— TEXT SEGMENT —

What I found much more interesting is this part of his statement: “Das führe dazu, “dass wir nicht mehr für jeden Preis einkaufen werden. “ So what he is effectively saying is that up until the weekend, they were buying independent of any price level. What is not very well known in the public is the fact that as part of the new law for minimum levels of the German Gas storage sites, the German Government also awarded themselves the mandate to buy Natural Gas why a company called THE (Trading Hub Europe). THE is a private company owned by various Gas Transport networks.
To me it is not clear how much money they already spent but its seems to be at least something in the Neighborhood of 20 bn EUR. And as this is of course not their own money and they have “strategic goals”, no one cares about the price that the are paying.
In the German Wirtschaftswoche, there was an interesting interview with a German Energy trader who confirms the impact of Germany as a Gas buyer on electricity prices:
Wen meinen Sie?
Ich meine auf dem Gasmarkt. Über das Merit-Order-System hat der Gaspreis eine direkte Auswirkung auf den Strompreis. Und der Gaspreis ist zuletzt auch dadurch getrieben worden, dass die Trading Hub Europe, der Gasmarktverantwortliche in Deutschland, im Auftrag der Bundesregierung für bis zu 15 Milliarden Euro Gas einkauft, um die Speicher zu füllen. Das hat durchaus Auswirkungen. Das kommt meiner Meinung nach zu kurz in der Diskussion.
So just to reiterate this point: The German Government as a buyer has been pushing up the price of natural gas thorough its price insensitive purchases. This in turn increases the price of Electricity and this triggers the wish to dismantle the “unfair” current system. Congratulations.

— REQUIRED ACTIONS —
[1] From the passage on German gas purchases, write out the portion that begins at the words "What I found" and ends after the words "Gas Transport networks.".
[2] Pick up the passage on German gas purchases after its final sentence and carry it on.
The listing after this passage on German gas purchases is separate material with no connection to it.

— MATERIAL PROVIDED —
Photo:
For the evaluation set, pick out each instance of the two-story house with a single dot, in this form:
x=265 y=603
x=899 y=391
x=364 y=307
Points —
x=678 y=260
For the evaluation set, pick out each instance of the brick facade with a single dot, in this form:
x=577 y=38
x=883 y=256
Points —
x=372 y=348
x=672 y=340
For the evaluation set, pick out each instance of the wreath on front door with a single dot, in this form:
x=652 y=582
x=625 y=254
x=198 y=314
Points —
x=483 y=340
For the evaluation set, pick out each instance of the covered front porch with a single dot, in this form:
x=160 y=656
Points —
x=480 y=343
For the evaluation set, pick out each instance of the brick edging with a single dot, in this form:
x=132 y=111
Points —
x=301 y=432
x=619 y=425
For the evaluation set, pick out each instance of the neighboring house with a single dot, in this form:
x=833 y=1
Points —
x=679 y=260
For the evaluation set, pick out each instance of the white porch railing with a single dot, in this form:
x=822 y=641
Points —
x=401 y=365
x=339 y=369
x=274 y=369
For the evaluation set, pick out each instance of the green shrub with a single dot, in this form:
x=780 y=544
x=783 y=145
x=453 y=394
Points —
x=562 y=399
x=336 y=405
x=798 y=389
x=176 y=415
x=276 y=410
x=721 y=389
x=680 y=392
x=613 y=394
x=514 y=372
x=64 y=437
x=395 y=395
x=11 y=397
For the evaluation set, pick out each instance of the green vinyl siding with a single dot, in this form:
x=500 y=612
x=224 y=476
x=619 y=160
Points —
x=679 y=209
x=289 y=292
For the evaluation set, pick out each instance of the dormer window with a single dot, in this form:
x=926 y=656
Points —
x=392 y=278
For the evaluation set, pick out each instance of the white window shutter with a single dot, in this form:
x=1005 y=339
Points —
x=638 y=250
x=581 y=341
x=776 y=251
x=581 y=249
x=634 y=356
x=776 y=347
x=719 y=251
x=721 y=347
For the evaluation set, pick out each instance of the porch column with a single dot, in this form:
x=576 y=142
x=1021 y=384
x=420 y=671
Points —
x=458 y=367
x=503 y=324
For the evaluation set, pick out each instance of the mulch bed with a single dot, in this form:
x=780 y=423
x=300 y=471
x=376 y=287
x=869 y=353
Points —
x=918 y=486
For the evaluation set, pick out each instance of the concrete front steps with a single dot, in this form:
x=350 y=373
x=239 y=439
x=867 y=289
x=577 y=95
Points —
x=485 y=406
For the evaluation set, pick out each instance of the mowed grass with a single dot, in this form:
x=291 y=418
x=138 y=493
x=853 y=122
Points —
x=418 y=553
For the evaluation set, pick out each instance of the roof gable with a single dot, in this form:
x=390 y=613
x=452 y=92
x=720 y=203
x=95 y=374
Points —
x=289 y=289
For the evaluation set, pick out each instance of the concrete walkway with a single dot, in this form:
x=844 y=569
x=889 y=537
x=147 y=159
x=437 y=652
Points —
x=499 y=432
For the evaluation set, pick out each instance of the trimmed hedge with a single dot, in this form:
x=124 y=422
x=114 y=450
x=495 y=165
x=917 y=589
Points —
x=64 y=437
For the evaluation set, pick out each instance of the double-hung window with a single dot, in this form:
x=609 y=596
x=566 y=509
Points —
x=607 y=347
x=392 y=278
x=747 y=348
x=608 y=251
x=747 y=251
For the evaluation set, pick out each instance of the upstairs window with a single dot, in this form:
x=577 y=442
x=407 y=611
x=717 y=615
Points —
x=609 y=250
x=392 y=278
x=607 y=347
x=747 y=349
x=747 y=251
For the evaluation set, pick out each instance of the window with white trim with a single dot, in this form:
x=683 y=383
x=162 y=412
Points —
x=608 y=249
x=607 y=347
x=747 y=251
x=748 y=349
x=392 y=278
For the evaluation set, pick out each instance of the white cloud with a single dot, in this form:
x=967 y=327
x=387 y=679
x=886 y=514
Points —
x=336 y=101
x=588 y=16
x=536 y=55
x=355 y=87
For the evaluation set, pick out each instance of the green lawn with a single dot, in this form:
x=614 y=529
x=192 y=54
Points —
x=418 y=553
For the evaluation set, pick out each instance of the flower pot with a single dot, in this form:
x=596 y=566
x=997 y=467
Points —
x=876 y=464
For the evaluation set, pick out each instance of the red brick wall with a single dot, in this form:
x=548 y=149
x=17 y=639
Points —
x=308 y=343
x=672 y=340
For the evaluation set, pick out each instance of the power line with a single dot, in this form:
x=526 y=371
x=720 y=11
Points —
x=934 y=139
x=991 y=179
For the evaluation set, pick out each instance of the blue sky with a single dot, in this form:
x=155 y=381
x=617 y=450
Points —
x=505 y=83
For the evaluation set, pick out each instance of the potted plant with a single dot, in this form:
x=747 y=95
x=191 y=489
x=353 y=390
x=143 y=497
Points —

— OUTPUTS IN ORDER —
[1]
What I found much more interesting is this part of his statement: “Das führe dazu, “dass wir nicht mehr für jeden Preis einkaufen werden. “ So what he is effectively saying is that up until the weekend, they were buying independent of any price level. What is not very well known in the public is the fact that as part of the new law for minimum levels of the German Gas storage sites, the German Government also awarded themselves the mandate to buy Natural Gas why a company called THE (Trading Hub Europe). THE is a private company owned by various Gas Transport networks.

[2]
More Government interventions on the way
What becomes more and more clear is that every one action of the Government leads to some effects which in turn require more Government intervention and so forth.
It all started with Putin declaring war and sanctions, but now we seem to be spiraling into Government intervention overdrive. Due to rising Natural gas prices, the German Government had introduced a “Gasumlage” which it has now to change again. Then it had to bail out Uniper again, then it will need to bail out either local utilities, retail customers or both.
The pain is spreading to other countries. Energie Wien, a local Austrian utility seems to be short 10 bn EUR or more. Poland seems to be short some significant amounts of Natural Gas as well for the winter.
However the EU wants to dismantle the Electricity market that has worked quite well for the past 15-20 years or so with unknown long term impact. And of course everyone one wants to tax those evil Renewable Energy operators who earn these obscene amounts of unjustified profits.
All of these actions however do little to address the actual problem or might actually create the opposite effect: Demand needs to be lower and supply needs to be increased.
With regard to demand reduction, my favorite piece advice is that of Mr. Kretschmer, the Green Prime Minister of the State Baden Wuerthemberg, who recommended to wash oneself only with washcloth instead of showering, after mentioning that he of course owns a solar PV roof and a wood pellet heating.
What I am missing is a structured plan with clear incentives to save energy in significant amounts and some coordination at European level.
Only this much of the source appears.